_Objective_. Reproduce each of the rows below word for word, without changing anything.

Source data:

** START **

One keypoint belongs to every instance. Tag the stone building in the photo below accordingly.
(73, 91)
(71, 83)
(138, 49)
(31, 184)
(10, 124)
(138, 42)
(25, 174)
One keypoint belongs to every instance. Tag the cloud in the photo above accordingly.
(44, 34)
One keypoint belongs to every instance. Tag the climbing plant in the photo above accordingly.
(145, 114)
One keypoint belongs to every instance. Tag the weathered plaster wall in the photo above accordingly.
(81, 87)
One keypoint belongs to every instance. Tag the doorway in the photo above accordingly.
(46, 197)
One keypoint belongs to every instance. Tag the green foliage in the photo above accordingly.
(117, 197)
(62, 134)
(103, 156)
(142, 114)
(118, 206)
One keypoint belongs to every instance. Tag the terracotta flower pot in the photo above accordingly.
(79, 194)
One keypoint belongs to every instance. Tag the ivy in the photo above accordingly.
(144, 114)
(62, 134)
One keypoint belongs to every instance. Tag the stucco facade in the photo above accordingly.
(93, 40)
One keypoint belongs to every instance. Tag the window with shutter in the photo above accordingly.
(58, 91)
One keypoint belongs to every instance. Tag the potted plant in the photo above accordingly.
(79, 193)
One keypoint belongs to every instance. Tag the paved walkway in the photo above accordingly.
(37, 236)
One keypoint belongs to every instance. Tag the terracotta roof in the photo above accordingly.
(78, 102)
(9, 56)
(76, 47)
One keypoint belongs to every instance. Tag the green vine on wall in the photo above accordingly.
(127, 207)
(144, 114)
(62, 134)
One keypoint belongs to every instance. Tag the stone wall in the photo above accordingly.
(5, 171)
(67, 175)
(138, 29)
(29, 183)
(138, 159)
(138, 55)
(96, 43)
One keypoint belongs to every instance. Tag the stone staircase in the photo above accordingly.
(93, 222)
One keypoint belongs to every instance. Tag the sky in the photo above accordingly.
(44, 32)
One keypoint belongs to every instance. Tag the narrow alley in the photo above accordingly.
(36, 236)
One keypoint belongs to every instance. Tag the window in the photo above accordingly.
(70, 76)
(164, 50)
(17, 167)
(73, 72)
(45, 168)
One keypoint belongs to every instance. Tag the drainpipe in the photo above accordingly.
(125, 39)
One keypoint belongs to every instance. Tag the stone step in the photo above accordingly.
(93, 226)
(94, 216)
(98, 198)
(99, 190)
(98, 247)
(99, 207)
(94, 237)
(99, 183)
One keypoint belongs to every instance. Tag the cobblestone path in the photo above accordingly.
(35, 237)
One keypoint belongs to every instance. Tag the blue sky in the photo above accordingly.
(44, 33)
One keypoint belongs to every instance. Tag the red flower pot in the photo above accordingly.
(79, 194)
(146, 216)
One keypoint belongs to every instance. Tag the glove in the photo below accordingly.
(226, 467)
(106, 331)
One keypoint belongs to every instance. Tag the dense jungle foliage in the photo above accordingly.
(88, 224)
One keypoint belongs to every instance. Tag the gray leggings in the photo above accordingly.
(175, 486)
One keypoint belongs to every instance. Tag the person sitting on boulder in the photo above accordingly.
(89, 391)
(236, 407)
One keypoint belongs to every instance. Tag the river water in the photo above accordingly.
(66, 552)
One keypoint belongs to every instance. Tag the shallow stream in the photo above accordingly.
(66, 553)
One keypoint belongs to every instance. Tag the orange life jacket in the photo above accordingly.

** END **

_Result for this task_.
One keypoint belongs to every instance. Tag the stone building in the photo below accordingly.
(73, 91)
(71, 83)
(138, 49)
(31, 184)
(10, 124)
(138, 42)
(25, 174)
One keypoint belongs to every instance. Tag the cloud in the photo above accordingly.
(44, 34)
One keypoint belongs to every instance. Tag the climbing plant in the photo above accordingly.
(145, 114)
One keypoint belongs to every instance. Tag the weathered plaster wall in the photo above accordingly.
(81, 87)
One keypoint belongs to every instance. Tag the doorway in the photo above accordingly.
(46, 197)
One keypoint belongs to every instance. Tag the green foliage in the photo above accordingly.
(117, 197)
(62, 134)
(103, 156)
(142, 114)
(118, 206)
One keypoint belongs to every instance. Tag the terracotta flower pot in the photo above accordingly.
(79, 194)
One keypoint belongs to every instance. Tag the ivy in the photo above accordingly.
(144, 114)
(62, 134)
One keypoint belongs to every instance. Tag the stucco facade in the photo above accordingly.
(93, 40)
One keypoint belongs to every instance. Tag the window with shutter in the photo above accordingly.
(58, 91)
One keypoint belongs to every instance. Tag the potted plant in the photo above accordingly.
(79, 193)
One keypoint belongs to every instance. Tag the paved walkway in the photo above accordingly.
(37, 236)
One keypoint belongs to every instance. Tag the terracotta roof in the photo above accordingly.
(78, 102)
(9, 56)
(76, 47)
One keypoint belongs to every instance. Tag the green vine on wall in the photo above accordingly.
(127, 207)
(144, 114)
(62, 134)
One keypoint belongs to every instance. Tag the stone wall in the photo above accordingly.
(5, 171)
(67, 175)
(138, 29)
(29, 183)
(138, 159)
(138, 55)
(96, 43)
One keypoint belongs to every instance. Tag the stone staircase in the photo above accordingly.
(93, 222)
One keypoint belongs to every instance. Tag the sky in the photo above accordingly.
(44, 32)
One keypoint belongs to every instance. Tag the narrow alley in the photo above accordingly.
(36, 236)
One keypoint belongs to every instance. Tag the window in the photo above accordingly.
(70, 76)
(164, 50)
(17, 167)
(73, 72)
(45, 168)
One keypoint belongs to every instance. Tag the drainpipe in the photo above accordingly.
(125, 39)
One keypoint belongs to every instance. Tag the stone step in the photo above accordingly.
(93, 226)
(94, 216)
(98, 198)
(99, 190)
(98, 247)
(99, 207)
(94, 237)
(99, 183)
One keypoint belongs to every instance. Tag the cobblestone path in the photo above accordingly.
(35, 237)
One keypoint belongs to every instance. Tag the blue sky in the photo above accordingly.
(44, 33)
One keypoint belongs to every instance. Tag the red flower pot in the photo above accordingly.
(79, 194)
(146, 216)
One keypoint belongs to every instance. Tag the glove in the photo below accordingly.
(226, 467)
(106, 331)
One keypoint belongs to every instance. Tag the dense jungle foliage in the photo above accordingly.
(88, 224)
One keypoint belongs to every instance. Tag the gray leggings in the photo above accordingly.
(175, 486)
One keypoint belongs to every instance. Tag the person sitting on boulder in the photo above accordingly.
(89, 391)
(236, 407)
One keypoint belongs to every instance. Tag the river water in the photo above accordingly.
(66, 552)
One keypoint belongs to every instance. Tag the shallow stream in the photo above accordingly.
(66, 553)
One keypoint belongs to every instance. Tag the orange life jacket in the photo above accordingly.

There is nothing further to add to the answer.